▸ THE PROBLEM: Nothing but the lines from the one containing "Target: woman's gray hair" through the end of the data should be output, each reproduced exactly.

(MATERIAL TO PROCESS)

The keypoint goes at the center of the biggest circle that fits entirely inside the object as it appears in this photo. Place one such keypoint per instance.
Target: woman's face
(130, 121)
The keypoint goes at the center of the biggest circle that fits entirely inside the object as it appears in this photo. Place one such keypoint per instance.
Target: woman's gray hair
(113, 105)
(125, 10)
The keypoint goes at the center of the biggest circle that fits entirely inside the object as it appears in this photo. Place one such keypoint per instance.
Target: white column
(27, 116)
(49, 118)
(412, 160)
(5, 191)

(End MATERIAL TO PROCESS)

▸ RESPONSE:
Target: woman's gray hair
(113, 105)
(125, 10)
The keypoint goes at the center of the biggest circle that fits entirely inside the object as it appears in this photo. Place one such keypoint per instance.
Target: white column
(27, 116)
(49, 118)
(412, 160)
(5, 191)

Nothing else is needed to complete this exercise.